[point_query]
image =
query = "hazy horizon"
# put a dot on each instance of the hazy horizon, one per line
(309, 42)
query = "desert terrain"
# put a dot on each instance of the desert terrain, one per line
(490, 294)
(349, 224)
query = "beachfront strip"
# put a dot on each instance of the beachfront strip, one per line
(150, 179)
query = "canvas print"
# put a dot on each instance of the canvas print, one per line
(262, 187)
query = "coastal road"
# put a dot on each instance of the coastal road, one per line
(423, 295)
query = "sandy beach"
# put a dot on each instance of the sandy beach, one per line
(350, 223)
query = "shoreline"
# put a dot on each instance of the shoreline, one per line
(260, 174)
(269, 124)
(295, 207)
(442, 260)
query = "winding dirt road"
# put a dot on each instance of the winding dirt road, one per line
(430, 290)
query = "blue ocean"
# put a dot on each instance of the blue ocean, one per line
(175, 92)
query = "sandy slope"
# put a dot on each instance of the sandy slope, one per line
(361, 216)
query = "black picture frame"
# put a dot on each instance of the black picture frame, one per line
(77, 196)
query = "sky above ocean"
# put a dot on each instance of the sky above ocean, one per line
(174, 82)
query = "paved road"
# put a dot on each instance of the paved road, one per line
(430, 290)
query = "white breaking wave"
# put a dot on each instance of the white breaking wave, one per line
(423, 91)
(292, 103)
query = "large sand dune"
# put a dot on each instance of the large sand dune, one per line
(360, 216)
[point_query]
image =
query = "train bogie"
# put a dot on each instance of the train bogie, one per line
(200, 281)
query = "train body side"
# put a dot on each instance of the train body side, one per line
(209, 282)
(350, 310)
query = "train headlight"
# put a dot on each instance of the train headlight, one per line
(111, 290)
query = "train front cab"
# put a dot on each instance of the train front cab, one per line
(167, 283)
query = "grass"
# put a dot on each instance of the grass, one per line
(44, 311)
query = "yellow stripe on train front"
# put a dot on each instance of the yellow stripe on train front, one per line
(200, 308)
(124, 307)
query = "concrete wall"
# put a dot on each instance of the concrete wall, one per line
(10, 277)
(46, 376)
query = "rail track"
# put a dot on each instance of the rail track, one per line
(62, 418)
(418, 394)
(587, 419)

======

** TASK BRIEF **
In the lines above, every record is to be repeated exactly.

** EXERCISE SOLUTION **
[point_query]
image =
query = "hazy horizon"
# put a dot on each instance of the hazy horizon, one per line
(309, 42)
query = "desert terrain"
# put a dot on each instance of the desert terrain, one per line
(490, 294)
(349, 224)
query = "beachfront strip"
# put a dot on each instance of the beachfront strip, one per line
(150, 179)
query = "canvas print"
# put a dot on each instance of the canvas print, one per line
(262, 187)
query = "coastal road"
# put a dot on each instance of the coastal road, one per line
(423, 295)
query = "sandy beach"
# put a dot on each instance of the sandy beach, one per line
(350, 223)
query = "shoreline"
# put a dot on each instance of the shoreline, one per line
(260, 174)
(269, 124)
(295, 207)
(442, 260)
query = "winding dirt road"
# put a dot on each instance of the winding dirt road, one per line
(430, 290)
query = "blue ocean"
# put a dot on each instance of the blue ocean, one per line
(175, 92)
query = "sandy slope"
# put a dot on each instance of the sandy slope, one per line
(361, 216)
query = "black picture frame"
# put a dot on each instance of the black picture frame, one per line
(77, 196)
query = "sky above ocean"
# put a dot on each instance of the sky above ocean, one per line
(174, 82)
query = "paved road"
# put a dot on each instance of the paved road, one per line
(430, 290)
query = "white breaking wave"
# put a dot on each instance of the white breaking wave, one per line
(423, 91)
(292, 103)
query = "large sand dune"
# put a dot on each instance of the large sand dune, one per line
(360, 216)
[point_query]
image =
query = "train bogie"
# put a dot on each instance of the train bogie, one per line
(200, 281)
query = "train body side"
# put a dot on each instance of the train body side, one per line
(209, 282)
(350, 310)
query = "train headlight"
# put a dot on each instance of the train headlight, one per line
(111, 290)
query = "train front cab"
# put a dot on each instance of the train front cab, one per line
(167, 283)
query = "grass"
# put a dot on each instance of the grass, one per line
(44, 311)
query = "yellow stripe on train front"
# put a dot on each instance of the yellow stripe on train front, one per line
(200, 308)
(124, 307)
query = "concrete wall"
# put a dot on each instance of the concrete wall, one per line
(10, 277)
(46, 376)
query = "rail track"
# put a dot on each instance of the rail track, one per line
(62, 418)
(418, 394)
(587, 419)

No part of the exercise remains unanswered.